The task – Rewrite the listing below with every "pixel coordinates" changed to "pixel positions" and nothing else altered.

Provided entries –
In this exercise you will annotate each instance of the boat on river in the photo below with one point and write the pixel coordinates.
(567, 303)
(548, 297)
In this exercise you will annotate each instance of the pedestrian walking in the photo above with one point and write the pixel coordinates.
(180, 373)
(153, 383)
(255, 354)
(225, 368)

Full solution –
In this exercise you will annotate each instance of the boat on river in the photo below with one point and write the pixel positions.
(567, 303)
(548, 297)
In this exercise you will annotate each instance of the pedestrian walking in the photo above with one point and write the pixel positions.
(180, 373)
(153, 383)
(255, 354)
(225, 368)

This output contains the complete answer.